> [JOB]: Write out each line of the material below verbatim, leaving out the pictures.

___ GIVEN ENTRIES

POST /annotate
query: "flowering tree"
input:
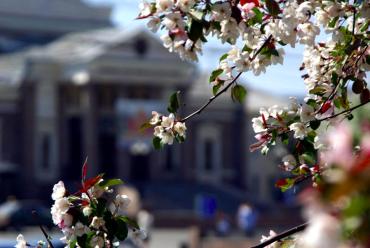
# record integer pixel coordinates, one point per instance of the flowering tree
(91, 217)
(337, 206)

______

> [RIGHT ANSWER]:
POST /annotate
query: "flowering tree"
input:
# record integer pixel coordinates, one point per instance of the flowering tree
(91, 217)
(337, 206)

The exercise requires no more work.